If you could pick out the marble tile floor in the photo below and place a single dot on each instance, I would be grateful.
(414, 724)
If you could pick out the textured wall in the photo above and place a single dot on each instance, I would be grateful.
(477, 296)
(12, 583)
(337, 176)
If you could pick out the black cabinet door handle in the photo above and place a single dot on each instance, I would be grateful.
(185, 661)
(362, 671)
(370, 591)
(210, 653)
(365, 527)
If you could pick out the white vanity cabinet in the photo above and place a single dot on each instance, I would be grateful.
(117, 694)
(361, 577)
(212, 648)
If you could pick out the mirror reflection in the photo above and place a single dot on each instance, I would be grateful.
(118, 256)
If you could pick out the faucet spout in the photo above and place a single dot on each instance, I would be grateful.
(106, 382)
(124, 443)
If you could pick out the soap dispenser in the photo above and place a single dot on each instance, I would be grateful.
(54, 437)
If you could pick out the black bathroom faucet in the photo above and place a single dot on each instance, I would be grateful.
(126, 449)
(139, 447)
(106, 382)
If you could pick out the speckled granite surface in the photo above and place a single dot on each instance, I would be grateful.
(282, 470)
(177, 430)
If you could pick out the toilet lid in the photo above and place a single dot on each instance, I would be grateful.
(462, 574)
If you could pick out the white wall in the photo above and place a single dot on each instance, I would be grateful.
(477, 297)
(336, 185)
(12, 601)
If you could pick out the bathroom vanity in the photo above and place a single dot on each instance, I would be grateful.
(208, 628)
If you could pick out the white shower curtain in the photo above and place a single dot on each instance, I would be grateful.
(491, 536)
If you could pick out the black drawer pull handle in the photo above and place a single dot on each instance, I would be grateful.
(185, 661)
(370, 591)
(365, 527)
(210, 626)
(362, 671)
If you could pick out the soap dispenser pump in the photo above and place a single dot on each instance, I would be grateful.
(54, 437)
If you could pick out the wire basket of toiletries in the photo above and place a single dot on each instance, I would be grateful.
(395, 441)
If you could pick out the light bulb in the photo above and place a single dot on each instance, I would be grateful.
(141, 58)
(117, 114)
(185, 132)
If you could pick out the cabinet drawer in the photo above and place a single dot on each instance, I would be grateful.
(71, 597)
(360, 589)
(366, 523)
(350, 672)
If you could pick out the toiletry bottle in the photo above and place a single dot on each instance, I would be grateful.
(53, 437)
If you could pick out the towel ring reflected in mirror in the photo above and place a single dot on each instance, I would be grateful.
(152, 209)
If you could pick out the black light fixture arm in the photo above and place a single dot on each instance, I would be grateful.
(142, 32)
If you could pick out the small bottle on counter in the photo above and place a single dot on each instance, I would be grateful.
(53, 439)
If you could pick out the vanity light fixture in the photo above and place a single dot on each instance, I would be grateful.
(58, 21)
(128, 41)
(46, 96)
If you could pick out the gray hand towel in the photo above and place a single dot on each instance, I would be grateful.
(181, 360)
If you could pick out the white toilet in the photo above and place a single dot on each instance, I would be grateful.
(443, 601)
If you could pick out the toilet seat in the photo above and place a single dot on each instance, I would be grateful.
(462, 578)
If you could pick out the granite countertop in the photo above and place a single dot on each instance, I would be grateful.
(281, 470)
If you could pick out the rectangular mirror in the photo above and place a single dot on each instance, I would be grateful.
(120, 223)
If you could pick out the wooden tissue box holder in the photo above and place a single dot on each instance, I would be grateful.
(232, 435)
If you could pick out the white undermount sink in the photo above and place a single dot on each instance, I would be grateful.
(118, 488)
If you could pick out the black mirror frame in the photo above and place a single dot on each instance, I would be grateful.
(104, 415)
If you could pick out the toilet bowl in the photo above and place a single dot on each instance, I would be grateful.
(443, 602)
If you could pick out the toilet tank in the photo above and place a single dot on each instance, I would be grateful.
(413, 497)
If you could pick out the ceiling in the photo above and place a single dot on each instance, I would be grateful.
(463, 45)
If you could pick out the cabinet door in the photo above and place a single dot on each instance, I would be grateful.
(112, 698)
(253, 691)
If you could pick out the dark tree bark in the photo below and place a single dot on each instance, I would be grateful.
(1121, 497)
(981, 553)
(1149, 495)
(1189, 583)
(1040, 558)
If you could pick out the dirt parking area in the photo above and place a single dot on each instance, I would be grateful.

Given instruction
Please write out all the entries above again, swapping each "place a single dot" for "mark one point" and leaving everything else unchanged.

Correct result
If you could pick out the marble tile floor in the photo below and mark one point on each instance, I would be grateful.
(414, 724)
If you could pick out the textured wall in the photo above and mark one point on each instance, I would be grateful.
(477, 296)
(12, 583)
(337, 176)
If you could pick out the black cabinet door handle in the photo above and mark one point on each instance, I would be grateful.
(185, 661)
(362, 671)
(370, 591)
(210, 653)
(365, 527)
If you could pick out the white vanity cabinet in the photo above and mark one point on each instance, I would be grateful.
(117, 694)
(361, 577)
(212, 648)
If you could pick out the mirror reflection in the photo above and mark one point on each instance, I would be grateful.
(118, 256)
If you could pick out the faucet spout in the photo above and mark one point on each instance, I would be grateful.
(106, 382)
(124, 443)
If you could pick out the soap dispenser in the photo above and mark one point on each instance, I would be grateful.
(54, 437)
If you could pick out the black bathroom faucet in the photo above and mark one point on each instance, I would be grateful.
(126, 449)
(139, 447)
(106, 382)
If you could pick out the speckled granite surface in the photo above and mark one point on each instance, I would be grateful.
(282, 470)
(177, 430)
If you could pick out the toilet lid in the photo above and mark one point on each instance, I would be grateful.
(462, 574)
If you could pick out the white wall in the photo above and mark one point on each instance, I would be grateful.
(477, 297)
(336, 185)
(12, 601)
If you could pick out the bathroom vanity in the photo above and mark one point on each instance, I would be grateful.
(208, 628)
If you could pick out the white shower curtain in the photo above and mark one point on each instance, I would be grateful.
(491, 536)
If you could pick out the black drawer pull handle in the photo above and mark one point on each instance, I would be grateful.
(185, 661)
(370, 591)
(365, 527)
(210, 626)
(362, 671)
If you could pick out the soap dispenser pump in the photo above and mark one point on each instance, I would be grateful.
(54, 437)
If you could pick out the wire basket of toiletries in the photo above and mark one point on each instance, I would be grateful.
(395, 441)
If you could pick out the light bulb in the photo above and mark one point on each instance, I would be grateful.
(141, 58)
(117, 114)
(185, 132)
If you could pick out the cabinet drawer in the photo above and mark one point on each instance, I would be grateful.
(71, 597)
(360, 589)
(366, 523)
(350, 672)
If you could pick out the toiletry bottle in the photo above and mark one point on each instance, I would be grateful.
(53, 437)
If you could pick out the towel ring reflected in mirror in the photo above and mark one point on each instance, I would be grateful.
(152, 209)
If you could pick out the black light fixture arm in the photo above and mark one point on each instance, I would be grateful.
(142, 32)
If you could pick out the small bottle on counter in the photo above and mark one point on each instance, I would be grateful.
(53, 439)
If you could pick out the vanity light fixture in the photo above and mark one point on each instance, I would be grateful.
(58, 21)
(128, 41)
(46, 96)
If you could pick out the gray hand towel in the photo above and mark one point on each instance, I would be grateful.
(181, 360)
If you could pick out the white toilet in the photo above and mark one point on each instance, I would be grateful.
(443, 601)
If you could pick out the toilet seat in the photo above and mark one point on each instance, I would be grateful.
(462, 578)
If you could pick out the granite countertop in the photo above and mark one point on each instance, I would be grateful.
(281, 470)
If you could pick out the rectangular mirror in the photo above and mark one point on each instance, I would be grateful.
(120, 223)
If you could pick out the wooden tissue box holder in the photo above and mark one point on each instance, I would be grateful.
(232, 435)
If you could pick out the white undermount sink in the photo above and mark one point on each instance, I would be grateful.
(118, 488)
If you could pick out the black mirror frame in the photo above and mark one point on each instance, I would be grateful.
(104, 415)
If you could pick out the toilet bowl in the photo above and mark one point on each instance, I would be grateful.
(443, 602)
If you could pick out the toilet tank in the photo above and mark one point on each instance, I would be grateful.
(413, 497)
If you could pick out the ceiling in the photo above and mark one point on each instance, I would be grateful.
(463, 45)
If you could pick out the cabinet door in the photo above and mark one point on each instance, I would be grateful.
(112, 698)
(253, 691)
If you could pick out the dark tree bark in the photo below and mark one point on each instance, I would be grateful.
(1121, 497)
(981, 553)
(1149, 495)
(1189, 583)
(1040, 558)
If you could pick out the dirt parking area in the photo above and mark one point on each instance, I would be grateful.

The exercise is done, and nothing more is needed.